-- begin Page text --

The API endpoint for triggering a job in Matillion ETL is a POST endpoint capable of accepting a payload. Here is an example from Matillion’s own documentation:

{
  "scalarVariables": {
      "{variable-name-1}": "{value-1}"
    , "{variable-name-2}": "{value-2}"
  }
  , "gridVariables": {
        "{grid-variable-name}": [
            [
                "{column-value-1}"
              , "{column-value-2}"
              , "{column-value-3}"
            ]
        ]
    }
}

Creating a Stored Procedure to Trigger a Matillion ETL Job

Finally, we come to the main meat of the article. First, I will provide the full code for the stored procedure. I will then explain some key areas.

This article does not explain Python stored procedures in general. If you wish to know more about these, the following article is recommended: A Definitive Guide to Python Stored Procedures in the Snowflake UI. This is part of our Snowflake with Python series.

The full procedure definition is as follows:

-- Create stored procedure
create or replace procedure "EXTERNAL_ACCESS"."PROCEDURES"."API__MATILLION_ETL__TRIGGER_JOB"(
      PROJECT_GROUP_NAME varchar
    , PROJECT_NAME varchar
    , JOB_NAME varchar
    , VERSION_NAME varchar default 'default'
    , ENVIRONMENT_NAME varchar default NULL
    , SCALAR_VARIABLES array default NULL
    , GRID_VARIABLES array default NULL
    , CONNECTION_STRING varchar default '?????' -- Populate with host of the target Matillion instance, such as matillion.company.com
  )
  copy grants
  returns variant
  language python
  runtime_version = 3.10
  handler = 'main'
  external_access_integrations = ("EAI__MATILLION_ETL_API")

-- end Page text --

Jobs |
**A)** List every parameter in the stored procedure definition in the Matillion ETL article that is given a default value.
**B)** Return the passage of the Matillion ETL article between "Finally, we come" and "with Python series.", inclusive, with its wording unchanged.

-- begin Dataset rows --

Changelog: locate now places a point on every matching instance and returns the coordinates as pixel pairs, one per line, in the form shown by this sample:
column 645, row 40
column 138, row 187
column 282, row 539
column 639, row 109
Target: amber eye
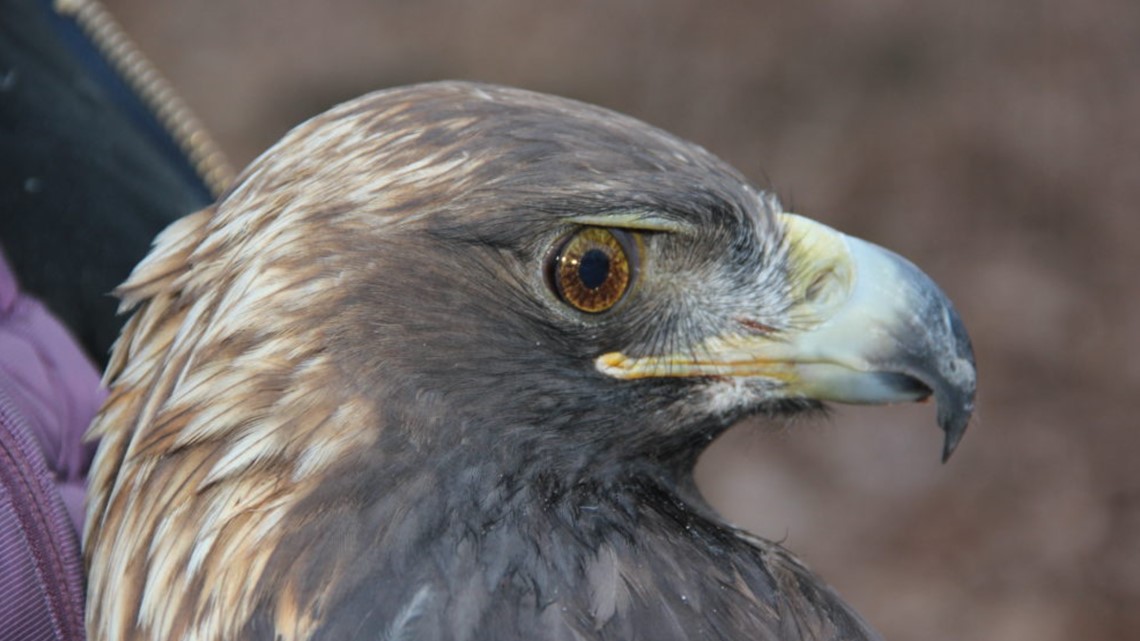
column 592, row 269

-- end Dataset rows --

Responses to the exercise |
**A)** VERSION_NAME, ENVIRONMENT_NAME, SCALAR_VARIABLES, GRID_VARIABLES, CONNECTION_STRING

**B)**
Finally, we come to the main meat of the article. First, I will provide the full code for the stored procedure. I will then explain some key areas.

This article does not explain Python stored procedures in general. If you wish to know more about these, the following article is recommended: A Definitive Guide to Python Stored Procedures in the Snowflake UI. This is part of our Snowflake with Python series.